[Set task]:
Reproduce the items from the line with "Target: overhead catenary wire" through the last line of the items, switching "red train" to "passenger train" and leaving everything else unchanged.

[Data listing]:
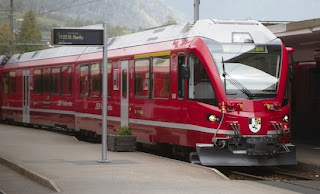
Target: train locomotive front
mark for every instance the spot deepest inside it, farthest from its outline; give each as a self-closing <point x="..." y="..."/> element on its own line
<point x="247" y="67"/>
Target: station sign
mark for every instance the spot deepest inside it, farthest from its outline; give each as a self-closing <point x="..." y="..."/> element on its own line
<point x="76" y="36"/>
<point x="317" y="54"/>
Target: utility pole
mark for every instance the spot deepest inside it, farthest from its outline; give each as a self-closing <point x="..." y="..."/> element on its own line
<point x="196" y="10"/>
<point x="11" y="27"/>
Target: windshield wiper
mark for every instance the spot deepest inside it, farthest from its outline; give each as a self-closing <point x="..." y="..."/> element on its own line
<point x="235" y="83"/>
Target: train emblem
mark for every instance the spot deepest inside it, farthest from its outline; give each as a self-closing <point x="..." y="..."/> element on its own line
<point x="254" y="124"/>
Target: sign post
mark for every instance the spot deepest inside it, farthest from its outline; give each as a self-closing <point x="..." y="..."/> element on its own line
<point x="89" y="37"/>
<point x="104" y="95"/>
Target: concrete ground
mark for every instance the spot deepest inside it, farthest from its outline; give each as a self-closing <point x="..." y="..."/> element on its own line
<point x="72" y="165"/>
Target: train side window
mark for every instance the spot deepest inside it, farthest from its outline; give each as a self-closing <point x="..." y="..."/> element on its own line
<point x="66" y="83"/>
<point x="12" y="82"/>
<point x="142" y="78"/>
<point x="55" y="80"/>
<point x="200" y="87"/>
<point x="5" y="82"/>
<point x="95" y="80"/>
<point x="37" y="83"/>
<point x="161" y="77"/>
<point x="46" y="80"/>
<point x="84" y="80"/>
<point x="181" y="80"/>
<point x="110" y="79"/>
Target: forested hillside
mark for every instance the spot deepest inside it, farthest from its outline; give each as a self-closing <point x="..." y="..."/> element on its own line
<point x="134" y="14"/>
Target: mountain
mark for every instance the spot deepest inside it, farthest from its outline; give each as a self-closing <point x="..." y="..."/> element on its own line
<point x="134" y="14"/>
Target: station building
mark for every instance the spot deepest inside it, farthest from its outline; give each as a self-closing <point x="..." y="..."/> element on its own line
<point x="304" y="37"/>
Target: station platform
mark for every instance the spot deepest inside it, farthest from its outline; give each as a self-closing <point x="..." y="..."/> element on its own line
<point x="66" y="165"/>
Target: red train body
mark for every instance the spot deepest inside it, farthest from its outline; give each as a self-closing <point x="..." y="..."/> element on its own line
<point x="219" y="87"/>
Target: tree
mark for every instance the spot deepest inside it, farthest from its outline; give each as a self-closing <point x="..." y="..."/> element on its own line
<point x="5" y="39"/>
<point x="29" y="35"/>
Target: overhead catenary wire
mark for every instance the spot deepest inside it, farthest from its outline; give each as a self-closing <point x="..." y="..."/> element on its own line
<point x="64" y="6"/>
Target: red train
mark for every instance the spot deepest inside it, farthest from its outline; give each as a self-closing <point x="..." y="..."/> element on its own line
<point x="217" y="87"/>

[Finished exercise]:
Target: overhead catenary wire
mark for every instance the spot deepest inside it, farthest from its outline; give each as a self-closing <point x="..." y="..."/> element on its own line
<point x="64" y="6"/>
Target: passenger train
mark for every instance the spot deepest inside it, farthest from its outline; give each as a self-closing <point x="..." y="..."/> element on its own line
<point x="217" y="87"/>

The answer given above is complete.